La generazione d’oro
Se la squadra che sfiorò il titolo in Inghilterra si era distinta per organizzazione e capacità di soffrire, la generazione più talentuosa del calcio ceco sbocciò poco dopo, a cavallo del nuovo millennio. L’uomo che rese possibile quell’epopea bella e sfortunata fu Karel Bruckner da Olomouc, una vita spesa in patria da calciatore e da allenatore senza grandi acuti, fino all’approdo sulla panchina della nazionale under-21 nel 1998.
In Slovacchia, agli europei di categoria del 2000, Bruckner portò per la prima volta la Repubblica Ceca in finale, poi persa 1-2 contro l’Italia di Marco Tardelli. Due anni dopo però, nell’edizione successiva in Svizzera, con il suo successore Miroslav Beranek arrivò finalmente il successo, ai rigori contro la Francia della vecchia conoscenza Raymond Domenech. Oltre al trofeo in bacheca le due vetrine continentali misero in mostra talenti come il portiere Petr Cech, il difensore Zdenek Grygera, l’ala Marek Jankulovski e l’attaccante Milan Baros, tutti destinati ad un futuro illustre nei top club internazionali. Brucker invece aveva già ricevuto nell’autunno del 2001 l’incarico di commissario tecnico della nazionale maggiore, con il grande obiettivo all’orizzonte degli europei in terra iberica.
A partire dalle qualificazioni il c.t. cominciò a lavorare su un mix di gioventù ed esperienza, comprendendo numerosi elementi promossi dall’under-21, alcuni veterani della campagna 1996, su tutti Pavel Nedved e Karel Poborsky, e una serie di calciatori nel pieno della maturità, punti fermi dei loro club nei più quotati campionati europei: tra questi il difensore Tomas Ujfalusi dell’Amburgo, il mediano Tomas Galasek dell’Ajax, ma soprattutto l’altissimo centravanti Jan Koller (202 centimetri) e il fantasista Tomas Rosicky, entrambi in forza al Borussia Dortmund.
La nuova Repubblica Ceca diede subito prova della sua forza nel girone eliminatorio battendo due volte Austria, Moldavia e Bielorussia. Poi alla penultima giornata si impose a Praga per 3-1 contro la blasonata Olanda di Dick Advocaat (già bloccata sul pareggio a Rotterdam nella sfida di andata), assicurandosi così primo posto e qualificazione diretta. Poche settimane dopo Pavel Nedved, complici anche le grandi prestazioni con la Juventus, vinse il pallone d’oro 2003, l’unico assegnato ad un calciatore ceco dall’indipendenza del paese. Nel maggio successivo infine Bruckner diramò la lista dei 23 nomi per la spedizione portoghese, poche le sorprese ma moltissime le aspettative su un gruppo considerato all’altezza dei migliori.

Voci da un dataset di puntamento:
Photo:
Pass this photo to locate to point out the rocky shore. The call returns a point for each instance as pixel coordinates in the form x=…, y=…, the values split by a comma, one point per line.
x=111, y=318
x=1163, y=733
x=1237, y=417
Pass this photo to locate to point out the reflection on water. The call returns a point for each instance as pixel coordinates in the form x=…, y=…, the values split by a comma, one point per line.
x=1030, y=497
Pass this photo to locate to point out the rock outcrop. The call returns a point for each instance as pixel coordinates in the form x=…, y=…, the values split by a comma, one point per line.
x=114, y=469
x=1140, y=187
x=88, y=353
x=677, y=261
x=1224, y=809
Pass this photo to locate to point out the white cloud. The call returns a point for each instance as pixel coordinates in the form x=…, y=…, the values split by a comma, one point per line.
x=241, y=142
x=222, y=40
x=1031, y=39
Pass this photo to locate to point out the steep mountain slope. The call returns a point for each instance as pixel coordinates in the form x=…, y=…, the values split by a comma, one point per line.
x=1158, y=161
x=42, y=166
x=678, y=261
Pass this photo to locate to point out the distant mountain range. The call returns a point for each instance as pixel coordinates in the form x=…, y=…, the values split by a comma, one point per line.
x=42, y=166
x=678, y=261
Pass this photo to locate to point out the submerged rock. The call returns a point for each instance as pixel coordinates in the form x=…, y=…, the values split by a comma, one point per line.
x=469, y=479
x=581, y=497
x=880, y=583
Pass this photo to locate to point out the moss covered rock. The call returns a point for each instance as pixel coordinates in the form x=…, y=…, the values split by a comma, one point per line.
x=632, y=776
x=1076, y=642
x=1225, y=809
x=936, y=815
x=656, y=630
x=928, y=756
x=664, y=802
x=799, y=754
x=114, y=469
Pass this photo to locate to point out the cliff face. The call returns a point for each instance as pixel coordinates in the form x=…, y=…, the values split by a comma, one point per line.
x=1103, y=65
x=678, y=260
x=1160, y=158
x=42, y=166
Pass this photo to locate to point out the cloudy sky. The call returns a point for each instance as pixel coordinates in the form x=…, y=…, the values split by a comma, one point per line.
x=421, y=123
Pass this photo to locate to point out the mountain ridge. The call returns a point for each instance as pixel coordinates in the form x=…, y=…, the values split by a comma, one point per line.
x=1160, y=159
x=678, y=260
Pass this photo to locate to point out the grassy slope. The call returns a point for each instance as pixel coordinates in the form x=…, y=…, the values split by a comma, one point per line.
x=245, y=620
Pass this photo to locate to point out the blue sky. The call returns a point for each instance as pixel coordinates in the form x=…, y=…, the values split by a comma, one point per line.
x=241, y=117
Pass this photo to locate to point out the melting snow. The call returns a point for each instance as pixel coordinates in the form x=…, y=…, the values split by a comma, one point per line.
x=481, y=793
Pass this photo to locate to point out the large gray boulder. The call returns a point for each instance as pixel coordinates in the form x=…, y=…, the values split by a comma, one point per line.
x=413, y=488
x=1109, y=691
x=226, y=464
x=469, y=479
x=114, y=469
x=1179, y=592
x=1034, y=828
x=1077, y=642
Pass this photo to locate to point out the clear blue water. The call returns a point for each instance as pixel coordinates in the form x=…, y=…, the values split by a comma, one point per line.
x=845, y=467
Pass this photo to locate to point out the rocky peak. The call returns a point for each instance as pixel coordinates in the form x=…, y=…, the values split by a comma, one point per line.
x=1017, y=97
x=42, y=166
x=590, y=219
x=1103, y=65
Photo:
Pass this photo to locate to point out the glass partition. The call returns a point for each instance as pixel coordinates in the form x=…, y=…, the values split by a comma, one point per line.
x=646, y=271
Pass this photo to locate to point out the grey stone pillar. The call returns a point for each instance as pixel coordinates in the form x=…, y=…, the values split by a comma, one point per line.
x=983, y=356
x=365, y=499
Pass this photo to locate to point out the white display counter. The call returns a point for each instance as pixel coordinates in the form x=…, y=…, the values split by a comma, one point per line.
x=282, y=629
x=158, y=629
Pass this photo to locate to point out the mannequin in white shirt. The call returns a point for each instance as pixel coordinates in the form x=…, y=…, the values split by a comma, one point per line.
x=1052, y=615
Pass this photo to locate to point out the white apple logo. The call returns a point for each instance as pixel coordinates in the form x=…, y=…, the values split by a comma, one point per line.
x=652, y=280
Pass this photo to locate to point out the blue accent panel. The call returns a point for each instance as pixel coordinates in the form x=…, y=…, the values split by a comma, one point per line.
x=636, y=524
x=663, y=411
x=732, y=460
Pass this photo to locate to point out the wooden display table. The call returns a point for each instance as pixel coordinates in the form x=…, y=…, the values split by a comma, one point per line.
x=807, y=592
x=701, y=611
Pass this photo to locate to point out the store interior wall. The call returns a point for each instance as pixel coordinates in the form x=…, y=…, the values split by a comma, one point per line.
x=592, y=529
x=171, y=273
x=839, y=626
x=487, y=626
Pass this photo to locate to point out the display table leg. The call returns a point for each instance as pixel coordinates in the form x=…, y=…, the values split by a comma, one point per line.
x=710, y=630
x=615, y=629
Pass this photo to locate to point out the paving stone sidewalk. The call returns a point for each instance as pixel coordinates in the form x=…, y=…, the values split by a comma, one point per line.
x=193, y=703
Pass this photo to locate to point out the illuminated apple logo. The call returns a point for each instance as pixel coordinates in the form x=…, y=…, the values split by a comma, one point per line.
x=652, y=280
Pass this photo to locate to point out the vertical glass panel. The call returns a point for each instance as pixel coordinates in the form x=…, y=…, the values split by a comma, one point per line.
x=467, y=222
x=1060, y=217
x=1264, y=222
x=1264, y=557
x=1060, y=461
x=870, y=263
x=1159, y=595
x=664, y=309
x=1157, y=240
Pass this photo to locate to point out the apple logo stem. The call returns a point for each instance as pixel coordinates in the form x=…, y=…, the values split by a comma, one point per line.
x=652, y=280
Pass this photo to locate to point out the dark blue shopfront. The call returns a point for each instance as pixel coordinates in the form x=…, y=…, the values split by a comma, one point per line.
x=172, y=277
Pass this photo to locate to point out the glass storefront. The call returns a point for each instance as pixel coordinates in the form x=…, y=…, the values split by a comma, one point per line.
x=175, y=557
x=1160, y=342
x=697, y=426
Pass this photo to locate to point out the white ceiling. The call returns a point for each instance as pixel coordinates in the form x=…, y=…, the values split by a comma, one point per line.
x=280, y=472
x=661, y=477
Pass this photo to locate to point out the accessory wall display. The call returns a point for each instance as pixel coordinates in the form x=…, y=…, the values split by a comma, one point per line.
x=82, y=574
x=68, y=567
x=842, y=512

I tuoi compiti.
A – Ricopia dal brano sulla generazione d'oro del calcio ceco tutto ciò che va da "A partire dalle" fino a "al Borussia Dortmund.".
B – Prosegui il brano sulla generazione d'oro del calcio ceco a partire dalla sua ultima frase.

Soluzioni proposte.
A –
A partire dalle qualificazioni il c.t. cominciò a lavorare su un mix di gioventù ed esperienza, comprendendo numerosi elementi promossi dall’under-21, alcuni veterani della campagna 1996, su tutti Pavel Nedved e Karel Poborsky, e una serie di calciatori nel pieno della maturità, punti fermi dei loro club nei più quotati campionati europei: tra questi il difensore Tomas Ujfalusi dell’Amburgo, il mediano Tomas Galasek dell’Ajax, ma soprattutto l’altissimo centravanti Jan Koller (202 centimetri) e il fantasista Tomas Rosicky, entrambi in forza al Borussia Dortmund.

B –
La cavalcata quasi perfetta
Ad Euro 2004 la Repubblica Ceca venne inserita nel gruppo D con Lettonia, Olanda (di nuovo) e Germania, un girone di ferro che la squadra di Brucker, forse schiacciata dalla pressione, approcciò male. Nell’esordio contro la cenerentola baltica infatti passò in svantaggio nel primo tempo, rimontando solo nel finale con Baros e Heinz per uno striminzito 2-1. Le sensazioni negative sembrarono trovare ulteriore conferma contro l’Olanda, nella seconda partita, con gli arancioni subito avanti di due reti grazie a Bouma e Van Nistelrooy.
Ma nel momento di massima difficoltà il torneo dei cechi si sbloccò all’improvviso. Prima un’azione travolgente di Baros permise a Koller di accorciare le distanze, poi nella ripresa il clamoroso ribaltone: i due attaccanti invertirono i ruoli per il gol del pareggio, e a pochi istanti dal novantesimo minuto arrivò anche il 2-3, confezionato dai senatori Karel Poborsky e Vladimir Smicer (un altro reduce di Wembley). Fu una vittoria che, oltre a valere il passaggio ai quarti di finale, svelò all’Europa intera potenziale e ambizioni della squadra. Bruckner però preferì nascondersi dietro dichiarazioni ecumeniche, “è stato meraviglioso da guardare, una notte fantastica per il nostro paese”.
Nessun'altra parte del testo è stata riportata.